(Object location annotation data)

* Begin *

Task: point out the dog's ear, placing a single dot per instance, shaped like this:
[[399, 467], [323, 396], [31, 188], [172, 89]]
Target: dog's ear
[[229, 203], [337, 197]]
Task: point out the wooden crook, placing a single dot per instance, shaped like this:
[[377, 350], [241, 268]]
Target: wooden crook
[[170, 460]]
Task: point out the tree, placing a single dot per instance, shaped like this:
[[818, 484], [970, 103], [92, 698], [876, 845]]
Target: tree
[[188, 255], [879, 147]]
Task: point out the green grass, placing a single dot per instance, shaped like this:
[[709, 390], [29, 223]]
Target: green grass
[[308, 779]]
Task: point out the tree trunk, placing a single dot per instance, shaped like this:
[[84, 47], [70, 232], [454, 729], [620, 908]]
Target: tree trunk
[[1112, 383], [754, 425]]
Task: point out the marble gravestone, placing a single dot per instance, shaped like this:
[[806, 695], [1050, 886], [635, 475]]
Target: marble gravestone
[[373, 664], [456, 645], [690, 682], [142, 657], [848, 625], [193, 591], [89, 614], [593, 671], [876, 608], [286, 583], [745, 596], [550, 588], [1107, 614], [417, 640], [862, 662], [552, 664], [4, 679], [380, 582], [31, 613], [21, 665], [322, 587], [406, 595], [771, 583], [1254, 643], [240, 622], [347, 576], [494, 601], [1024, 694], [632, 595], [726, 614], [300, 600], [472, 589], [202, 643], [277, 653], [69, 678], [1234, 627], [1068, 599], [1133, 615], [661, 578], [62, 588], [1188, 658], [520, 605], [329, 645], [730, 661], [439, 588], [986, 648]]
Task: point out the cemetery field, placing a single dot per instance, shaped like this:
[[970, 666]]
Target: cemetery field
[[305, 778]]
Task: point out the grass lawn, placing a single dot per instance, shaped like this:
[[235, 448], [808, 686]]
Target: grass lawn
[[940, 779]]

* End *

**DO THIS:** Print the records above exactly as they appear.

**REPLY:**
Task: point out the dog's ear, placing a single dot per instance, shaped like this:
[[399, 467], [323, 396], [31, 188], [172, 89]]
Target: dog's ear
[[229, 203], [337, 197]]
Task: point out the wooden crook, placing a single dot per instance, shaped like this:
[[377, 350], [241, 268]]
Target: wooden crook
[[170, 460]]
Task: point out the tree, placing a single dot per instance, shaped like this:
[[818, 484], [970, 103], [92, 698], [876, 845]]
Target: tree
[[188, 255], [879, 147]]
Task: point out the green grass, placing a single dot per instance, shaped like this:
[[709, 390], [29, 223]]
Target: green grass
[[308, 779]]
Task: point out the tree trunk, placing a single dot per instance, shaped like this:
[[84, 47], [70, 232], [454, 729], [620, 908]]
Target: tree trunk
[[1112, 383], [754, 425]]
Task: point out the marble gravestone, placing a single dot per instance, shaped like this:
[[806, 695], [1050, 886], [635, 475]]
Target: marble gravestone
[[373, 664], [456, 645], [690, 682], [142, 657], [848, 625], [193, 591], [89, 614], [593, 671], [876, 608], [286, 583], [745, 596], [550, 588], [1107, 614], [417, 640], [862, 662], [552, 664], [4, 679], [380, 582], [31, 613], [21, 665], [322, 587], [406, 595], [771, 583], [1254, 643], [240, 622], [347, 576], [494, 601], [1024, 694], [632, 595], [726, 614], [300, 600], [472, 589], [202, 643], [277, 653], [69, 678], [1234, 627], [1068, 599], [1133, 615], [661, 578], [62, 588], [1188, 658], [520, 605], [329, 645], [730, 661], [439, 588], [986, 648]]
Task: point out the cemetery field, placing a single dot per instance, shaped like this:
[[970, 666]]
Target: cemetery field
[[305, 778]]
Task: point out the grass lawn, placing a single dot per instance, shaped like this:
[[235, 448], [808, 686]]
Target: grass lawn
[[940, 779]]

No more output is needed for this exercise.